**PROMPT:**
Render as a numbered list only the rows from the line containing "Which region of the image contains the yukata?" through the line containing "top-left (246, 0), bottom-right (320, 84)", both included, and omit any blank lines.

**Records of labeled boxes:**
******
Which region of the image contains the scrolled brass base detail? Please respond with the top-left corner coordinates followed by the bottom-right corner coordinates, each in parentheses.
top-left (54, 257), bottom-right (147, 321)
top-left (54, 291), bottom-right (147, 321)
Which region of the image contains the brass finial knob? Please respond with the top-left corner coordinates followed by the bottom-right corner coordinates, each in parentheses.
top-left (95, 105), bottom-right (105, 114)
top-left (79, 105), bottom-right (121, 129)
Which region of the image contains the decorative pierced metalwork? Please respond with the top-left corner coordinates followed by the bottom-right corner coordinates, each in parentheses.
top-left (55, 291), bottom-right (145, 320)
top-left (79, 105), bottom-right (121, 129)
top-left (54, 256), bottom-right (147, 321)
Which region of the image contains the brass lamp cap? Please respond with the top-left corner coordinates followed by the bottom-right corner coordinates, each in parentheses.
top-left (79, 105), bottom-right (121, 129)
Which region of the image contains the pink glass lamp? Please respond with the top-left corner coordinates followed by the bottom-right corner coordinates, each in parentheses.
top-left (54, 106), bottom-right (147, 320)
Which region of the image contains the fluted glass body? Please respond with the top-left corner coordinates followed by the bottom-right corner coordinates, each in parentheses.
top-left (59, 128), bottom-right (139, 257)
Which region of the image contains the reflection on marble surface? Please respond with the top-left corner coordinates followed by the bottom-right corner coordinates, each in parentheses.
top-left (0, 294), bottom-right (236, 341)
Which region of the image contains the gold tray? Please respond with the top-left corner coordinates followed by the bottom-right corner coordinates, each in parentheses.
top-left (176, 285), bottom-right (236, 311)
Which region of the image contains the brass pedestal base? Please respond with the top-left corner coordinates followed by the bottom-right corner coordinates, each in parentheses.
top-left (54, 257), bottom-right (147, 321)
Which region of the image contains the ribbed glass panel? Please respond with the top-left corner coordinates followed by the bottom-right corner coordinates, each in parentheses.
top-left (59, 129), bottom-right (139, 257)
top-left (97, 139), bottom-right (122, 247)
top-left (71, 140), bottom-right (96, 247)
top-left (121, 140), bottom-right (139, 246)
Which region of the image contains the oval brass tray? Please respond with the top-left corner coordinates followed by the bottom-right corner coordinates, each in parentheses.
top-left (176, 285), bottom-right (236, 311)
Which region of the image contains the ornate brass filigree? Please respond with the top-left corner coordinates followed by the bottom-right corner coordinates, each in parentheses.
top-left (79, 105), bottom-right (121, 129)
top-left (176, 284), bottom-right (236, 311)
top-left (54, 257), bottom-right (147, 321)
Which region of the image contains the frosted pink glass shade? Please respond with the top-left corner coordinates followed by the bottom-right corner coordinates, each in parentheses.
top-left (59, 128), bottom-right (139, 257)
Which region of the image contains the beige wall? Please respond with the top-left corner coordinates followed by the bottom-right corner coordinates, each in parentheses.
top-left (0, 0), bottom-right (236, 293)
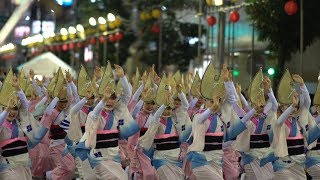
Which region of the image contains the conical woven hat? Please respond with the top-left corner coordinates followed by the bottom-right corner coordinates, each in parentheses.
top-left (278, 69), bottom-right (296, 105)
top-left (0, 68), bottom-right (17, 107)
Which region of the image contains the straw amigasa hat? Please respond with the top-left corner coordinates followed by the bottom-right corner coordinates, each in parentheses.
top-left (132, 67), bottom-right (141, 93)
top-left (0, 68), bottom-right (18, 107)
top-left (98, 62), bottom-right (117, 97)
top-left (53, 68), bottom-right (68, 101)
top-left (278, 69), bottom-right (296, 105)
top-left (19, 68), bottom-right (30, 92)
top-left (169, 70), bottom-right (186, 99)
top-left (77, 65), bottom-right (97, 97)
top-left (200, 62), bottom-right (225, 100)
top-left (141, 74), bottom-right (157, 102)
top-left (248, 68), bottom-right (266, 105)
top-left (156, 74), bottom-right (174, 108)
top-left (313, 72), bottom-right (320, 106)
top-left (190, 71), bottom-right (202, 98)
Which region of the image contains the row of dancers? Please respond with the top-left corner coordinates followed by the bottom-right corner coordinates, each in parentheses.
top-left (0, 63), bottom-right (320, 180)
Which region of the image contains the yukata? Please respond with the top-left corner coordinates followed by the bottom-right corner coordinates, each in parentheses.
top-left (185, 82), bottom-right (253, 179)
top-left (139, 93), bottom-right (191, 179)
top-left (236, 89), bottom-right (278, 180)
top-left (306, 115), bottom-right (320, 179)
top-left (272, 85), bottom-right (319, 179)
top-left (40, 88), bottom-right (75, 179)
top-left (0, 91), bottom-right (48, 180)
top-left (18, 93), bottom-right (53, 178)
top-left (76, 77), bottom-right (139, 179)
top-left (64, 94), bottom-right (97, 180)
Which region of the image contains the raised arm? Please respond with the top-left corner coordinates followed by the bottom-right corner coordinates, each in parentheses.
top-left (178, 92), bottom-right (189, 111)
top-left (17, 90), bottom-right (30, 110)
top-left (292, 74), bottom-right (311, 109)
top-left (198, 108), bottom-right (213, 123)
top-left (70, 97), bottom-right (88, 113)
top-left (154, 104), bottom-right (167, 122)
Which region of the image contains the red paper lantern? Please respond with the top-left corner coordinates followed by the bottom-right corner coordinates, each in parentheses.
top-left (77, 42), bottom-right (82, 49)
top-left (99, 36), bottom-right (106, 43)
top-left (151, 24), bottom-right (160, 34)
top-left (69, 43), bottom-right (75, 50)
top-left (229, 11), bottom-right (240, 23)
top-left (56, 45), bottom-right (61, 51)
top-left (62, 44), bottom-right (68, 51)
top-left (109, 34), bottom-right (117, 42)
top-left (116, 32), bottom-right (123, 41)
top-left (207, 16), bottom-right (217, 26)
top-left (284, 1), bottom-right (298, 16)
top-left (90, 38), bottom-right (97, 45)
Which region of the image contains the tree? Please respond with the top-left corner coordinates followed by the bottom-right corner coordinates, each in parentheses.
top-left (246, 0), bottom-right (320, 84)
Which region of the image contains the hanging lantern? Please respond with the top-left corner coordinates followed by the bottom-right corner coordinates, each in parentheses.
top-left (69, 43), bottom-right (75, 50)
top-left (56, 45), bottom-right (61, 51)
top-left (207, 16), bottom-right (217, 26)
top-left (99, 24), bottom-right (107, 31)
top-left (151, 9), bottom-right (161, 19)
top-left (115, 32), bottom-right (123, 41)
top-left (140, 11), bottom-right (148, 21)
top-left (108, 21), bottom-right (116, 29)
top-left (284, 0), bottom-right (298, 16)
top-left (114, 18), bottom-right (122, 27)
top-left (151, 24), bottom-right (160, 34)
top-left (90, 38), bottom-right (97, 45)
top-left (62, 44), bottom-right (68, 51)
top-left (77, 42), bottom-right (82, 49)
top-left (229, 11), bottom-right (240, 23)
top-left (108, 34), bottom-right (117, 42)
top-left (99, 36), bottom-right (106, 43)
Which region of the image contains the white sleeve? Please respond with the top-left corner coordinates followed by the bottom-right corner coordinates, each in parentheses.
top-left (154, 104), bottom-right (166, 122)
top-left (45, 97), bottom-right (59, 115)
top-left (131, 84), bottom-right (144, 102)
top-left (178, 92), bottom-right (189, 111)
top-left (17, 90), bottom-right (29, 110)
top-left (32, 79), bottom-right (44, 97)
top-left (241, 108), bottom-right (256, 124)
top-left (224, 81), bottom-right (237, 104)
top-left (92, 100), bottom-right (105, 119)
top-left (300, 84), bottom-right (311, 109)
top-left (70, 98), bottom-right (87, 113)
top-left (120, 76), bottom-right (131, 105)
top-left (277, 106), bottom-right (293, 125)
top-left (199, 108), bottom-right (212, 123)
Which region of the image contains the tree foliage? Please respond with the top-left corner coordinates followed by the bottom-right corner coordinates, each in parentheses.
top-left (246, 0), bottom-right (320, 79)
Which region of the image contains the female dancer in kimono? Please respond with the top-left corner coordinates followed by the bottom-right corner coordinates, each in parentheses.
top-left (0, 70), bottom-right (53, 180)
top-left (236, 69), bottom-right (278, 180)
top-left (40, 69), bottom-right (75, 179)
top-left (127, 74), bottom-right (161, 180)
top-left (273, 70), bottom-right (316, 179)
top-left (16, 75), bottom-right (53, 178)
top-left (306, 78), bottom-right (320, 179)
top-left (188, 72), bottom-right (205, 120)
top-left (138, 75), bottom-right (189, 180)
top-left (64, 66), bottom-right (97, 180)
top-left (186, 63), bottom-right (252, 179)
top-left (76, 65), bottom-right (139, 179)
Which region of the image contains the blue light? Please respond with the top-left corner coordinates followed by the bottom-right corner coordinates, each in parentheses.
top-left (56, 0), bottom-right (73, 7)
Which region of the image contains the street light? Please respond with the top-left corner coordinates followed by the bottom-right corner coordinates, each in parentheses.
top-left (98, 17), bottom-right (107, 24)
top-left (68, 26), bottom-right (77, 34)
top-left (76, 24), bottom-right (84, 32)
top-left (107, 13), bottom-right (116, 22)
top-left (60, 28), bottom-right (68, 36)
top-left (214, 0), bottom-right (223, 6)
top-left (89, 17), bottom-right (97, 26)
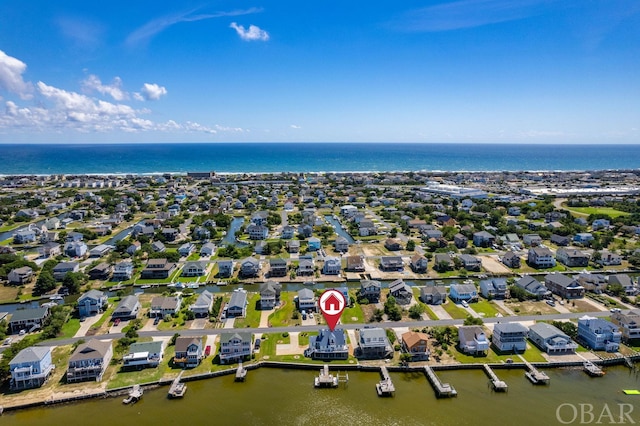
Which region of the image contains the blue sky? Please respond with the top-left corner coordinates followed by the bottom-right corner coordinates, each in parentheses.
top-left (0, 0), bottom-right (640, 143)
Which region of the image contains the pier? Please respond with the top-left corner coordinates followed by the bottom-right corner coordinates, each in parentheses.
top-left (424, 365), bottom-right (458, 398)
top-left (482, 364), bottom-right (509, 392)
top-left (168, 370), bottom-right (187, 398)
top-left (376, 366), bottom-right (396, 396)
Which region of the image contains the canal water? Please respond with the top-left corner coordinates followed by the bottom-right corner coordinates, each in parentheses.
top-left (2, 367), bottom-right (640, 426)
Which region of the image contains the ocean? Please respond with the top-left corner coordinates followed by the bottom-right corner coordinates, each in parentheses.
top-left (0, 143), bottom-right (640, 175)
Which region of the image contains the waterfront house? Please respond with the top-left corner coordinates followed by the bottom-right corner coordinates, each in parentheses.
top-left (305, 328), bottom-right (349, 360)
top-left (189, 290), bottom-right (213, 318)
top-left (410, 253), bottom-right (429, 274)
top-left (182, 260), bottom-right (207, 277)
top-left (458, 325), bottom-right (489, 355)
top-left (449, 284), bottom-right (478, 303)
top-left (501, 251), bottom-right (520, 269)
top-left (322, 256), bottom-right (342, 275)
top-left (298, 288), bottom-right (316, 312)
top-left (401, 331), bottom-right (429, 361)
top-left (53, 262), bottom-right (80, 281)
top-left (420, 285), bottom-right (447, 305)
top-left (227, 288), bottom-right (248, 318)
top-left (173, 336), bottom-right (204, 368)
top-left (218, 260), bottom-right (234, 278)
top-left (220, 331), bottom-right (253, 364)
top-left (260, 281), bottom-right (282, 309)
top-left (491, 322), bottom-right (528, 353)
top-left (122, 341), bottom-right (164, 369)
top-left (140, 258), bottom-right (176, 279)
top-left (111, 295), bottom-right (141, 320)
top-left (527, 246), bottom-right (556, 269)
top-left (578, 315), bottom-right (622, 352)
top-left (544, 274), bottom-right (585, 299)
top-left (360, 280), bottom-right (382, 303)
top-left (529, 322), bottom-right (578, 355)
top-left (66, 339), bottom-right (113, 383)
top-left (269, 258), bottom-right (288, 277)
top-left (611, 309), bottom-right (640, 342)
top-left (7, 266), bottom-right (33, 285)
top-left (480, 278), bottom-right (507, 299)
top-left (357, 327), bottom-right (393, 359)
top-left (9, 306), bottom-right (49, 334)
top-left (389, 279), bottom-right (413, 305)
top-left (9, 346), bottom-right (55, 389)
top-left (78, 289), bottom-right (109, 318)
top-left (111, 260), bottom-right (133, 281)
top-left (149, 296), bottom-right (182, 318)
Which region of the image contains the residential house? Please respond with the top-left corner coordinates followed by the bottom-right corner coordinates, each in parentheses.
top-left (269, 258), bottom-right (289, 277)
top-left (410, 253), bottom-right (429, 274)
top-left (480, 278), bottom-right (507, 299)
top-left (305, 328), bottom-right (349, 360)
top-left (357, 327), bottom-right (393, 359)
top-left (9, 306), bottom-right (49, 334)
top-left (7, 266), bottom-right (33, 285)
top-left (322, 256), bottom-right (342, 275)
top-left (389, 279), bottom-right (413, 305)
top-left (111, 260), bottom-right (133, 281)
top-left (420, 285), bottom-right (447, 305)
top-left (189, 290), bottom-right (213, 318)
top-left (220, 331), bottom-right (253, 364)
top-left (182, 260), bottom-right (207, 277)
top-left (380, 256), bottom-right (404, 272)
top-left (449, 284), bottom-right (478, 303)
top-left (218, 260), bottom-right (234, 278)
top-left (401, 331), bottom-right (429, 361)
top-left (298, 288), bottom-right (316, 312)
top-left (529, 322), bottom-right (578, 355)
top-left (491, 322), bottom-right (529, 353)
top-left (458, 325), bottom-right (489, 355)
top-left (173, 336), bottom-right (204, 368)
top-left (501, 251), bottom-right (520, 269)
top-left (458, 254), bottom-right (482, 271)
top-left (77, 289), bottom-right (109, 318)
top-left (556, 247), bottom-right (589, 267)
top-left (611, 309), bottom-right (640, 342)
top-left (140, 258), bottom-right (176, 279)
top-left (544, 274), bottom-right (585, 299)
top-left (515, 275), bottom-right (551, 299)
top-left (122, 341), bottom-right (164, 369)
top-left (149, 296), bottom-right (182, 318)
top-left (66, 339), bottom-right (113, 383)
top-left (111, 296), bottom-right (141, 320)
top-left (226, 288), bottom-right (248, 318)
top-left (578, 315), bottom-right (622, 352)
top-left (9, 346), bottom-right (55, 389)
top-left (360, 280), bottom-right (382, 303)
top-left (527, 246), bottom-right (556, 268)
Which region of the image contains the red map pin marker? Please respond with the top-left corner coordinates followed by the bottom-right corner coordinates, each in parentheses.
top-left (319, 289), bottom-right (347, 331)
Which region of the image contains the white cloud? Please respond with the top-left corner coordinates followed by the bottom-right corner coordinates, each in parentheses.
top-left (82, 74), bottom-right (129, 101)
top-left (0, 50), bottom-right (33, 99)
top-left (139, 83), bottom-right (167, 101)
top-left (229, 22), bottom-right (269, 41)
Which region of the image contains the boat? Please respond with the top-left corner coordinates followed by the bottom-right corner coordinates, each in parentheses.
top-left (582, 361), bottom-right (604, 377)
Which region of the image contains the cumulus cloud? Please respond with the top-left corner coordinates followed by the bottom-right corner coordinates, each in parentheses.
top-left (82, 74), bottom-right (129, 101)
top-left (229, 22), bottom-right (269, 41)
top-left (125, 7), bottom-right (262, 46)
top-left (0, 50), bottom-right (33, 99)
top-left (134, 83), bottom-right (167, 101)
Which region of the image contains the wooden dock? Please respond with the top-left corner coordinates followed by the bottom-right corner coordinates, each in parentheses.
******
**EXPECTED ANSWER:**
1. Which region of the image contains the yukata? Please respond with the top-left corner coordinates followed by the bottom-right corner coordinates, each in parentheses.
2. top-left (185, 82), bottom-right (253, 179)
3. top-left (139, 93), bottom-right (191, 179)
4. top-left (236, 89), bottom-right (278, 180)
5. top-left (306, 115), bottom-right (320, 179)
6. top-left (272, 85), bottom-right (319, 179)
7. top-left (40, 88), bottom-right (75, 179)
8. top-left (0, 91), bottom-right (48, 180)
9. top-left (18, 93), bottom-right (53, 178)
10. top-left (76, 77), bottom-right (139, 179)
11. top-left (64, 94), bottom-right (97, 180)
12. Which region of the image contains the raised arm? Please respond with the top-left corner coordinates followed by the bottom-right corner coordinates, each in parentheses.
13. top-left (178, 92), bottom-right (189, 111)
14. top-left (17, 90), bottom-right (30, 110)
15. top-left (292, 74), bottom-right (311, 109)
16. top-left (198, 108), bottom-right (213, 123)
17. top-left (70, 97), bottom-right (88, 113)
18. top-left (154, 104), bottom-right (167, 122)
19. Which region of the image contains the red paper lantern? Please respond with the top-left corner coordinates followed by the bottom-right corner coordinates, each in parentheses.
20. top-left (77, 42), bottom-right (82, 49)
21. top-left (99, 36), bottom-right (106, 43)
22. top-left (151, 24), bottom-right (160, 34)
23. top-left (69, 43), bottom-right (75, 50)
24. top-left (229, 11), bottom-right (240, 23)
25. top-left (56, 45), bottom-right (61, 51)
26. top-left (62, 44), bottom-right (68, 51)
27. top-left (109, 34), bottom-right (117, 42)
28. top-left (116, 32), bottom-right (123, 41)
29. top-left (207, 16), bottom-right (217, 26)
30. top-left (284, 1), bottom-right (298, 16)
31. top-left (90, 38), bottom-right (97, 45)
32. Which region of the image contains the tree? Please respond with the top-left corner coordinates followed by the bottom-right corner coordinates, each in parentheses.
33. top-left (246, 0), bottom-right (320, 84)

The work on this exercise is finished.